TASK TO CARRY OUT:
Copy exactly the lines of the records below, and only those lines, beginning with the line that contains "target | lobster claw" and ending with the line that contains "target | lobster rostrum".

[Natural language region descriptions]
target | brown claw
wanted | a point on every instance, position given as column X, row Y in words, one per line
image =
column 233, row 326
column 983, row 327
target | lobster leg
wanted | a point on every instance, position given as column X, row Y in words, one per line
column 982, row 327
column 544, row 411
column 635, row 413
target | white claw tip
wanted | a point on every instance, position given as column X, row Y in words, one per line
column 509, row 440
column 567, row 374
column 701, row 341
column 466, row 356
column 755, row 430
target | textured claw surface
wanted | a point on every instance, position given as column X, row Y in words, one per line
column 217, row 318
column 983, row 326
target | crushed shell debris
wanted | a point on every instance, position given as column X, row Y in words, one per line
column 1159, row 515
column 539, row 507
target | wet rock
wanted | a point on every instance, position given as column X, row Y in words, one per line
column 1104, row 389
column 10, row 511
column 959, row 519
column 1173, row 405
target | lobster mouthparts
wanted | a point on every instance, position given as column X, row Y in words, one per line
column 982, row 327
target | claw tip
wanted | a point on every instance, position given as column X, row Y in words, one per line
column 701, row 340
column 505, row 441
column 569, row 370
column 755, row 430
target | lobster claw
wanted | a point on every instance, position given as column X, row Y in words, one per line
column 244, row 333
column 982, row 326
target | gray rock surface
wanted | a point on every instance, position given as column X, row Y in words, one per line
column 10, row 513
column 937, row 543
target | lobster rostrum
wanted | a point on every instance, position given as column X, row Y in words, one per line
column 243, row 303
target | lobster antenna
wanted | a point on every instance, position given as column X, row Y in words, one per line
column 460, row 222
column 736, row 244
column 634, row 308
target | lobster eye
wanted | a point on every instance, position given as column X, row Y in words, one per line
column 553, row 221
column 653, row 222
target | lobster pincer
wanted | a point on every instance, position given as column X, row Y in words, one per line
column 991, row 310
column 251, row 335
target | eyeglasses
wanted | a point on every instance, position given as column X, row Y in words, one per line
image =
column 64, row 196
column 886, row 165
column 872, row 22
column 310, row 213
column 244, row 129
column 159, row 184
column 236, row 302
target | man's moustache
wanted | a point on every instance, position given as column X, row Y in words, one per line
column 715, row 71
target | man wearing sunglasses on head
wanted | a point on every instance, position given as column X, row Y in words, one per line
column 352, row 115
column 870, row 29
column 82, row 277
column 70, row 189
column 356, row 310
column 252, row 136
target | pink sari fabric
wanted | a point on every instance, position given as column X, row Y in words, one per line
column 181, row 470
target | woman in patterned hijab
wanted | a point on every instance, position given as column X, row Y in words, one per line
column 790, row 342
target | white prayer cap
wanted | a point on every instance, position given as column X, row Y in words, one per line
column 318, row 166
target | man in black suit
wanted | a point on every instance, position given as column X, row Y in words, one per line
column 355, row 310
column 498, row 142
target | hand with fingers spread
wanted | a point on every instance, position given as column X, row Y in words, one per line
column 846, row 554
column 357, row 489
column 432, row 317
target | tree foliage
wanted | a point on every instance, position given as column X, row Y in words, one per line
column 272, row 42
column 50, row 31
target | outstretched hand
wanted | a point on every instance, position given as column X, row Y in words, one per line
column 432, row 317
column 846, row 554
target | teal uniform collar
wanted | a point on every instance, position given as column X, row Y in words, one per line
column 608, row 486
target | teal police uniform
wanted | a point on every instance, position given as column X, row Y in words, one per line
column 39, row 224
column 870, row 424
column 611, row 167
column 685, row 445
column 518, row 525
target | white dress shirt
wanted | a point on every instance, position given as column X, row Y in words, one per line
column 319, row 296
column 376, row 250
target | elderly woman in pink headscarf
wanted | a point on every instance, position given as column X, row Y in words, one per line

SOLUTION TO THIS EXERCISE:
target | lobster claw
wanted | a point on every instance, position given as column X, row Y in words, one per line
column 244, row 333
column 982, row 326
target | gray rock surface
wanted | a point on every instance, position given as column X, row Y in words, one per line
column 10, row 513
column 937, row 543
target | lobster rostrum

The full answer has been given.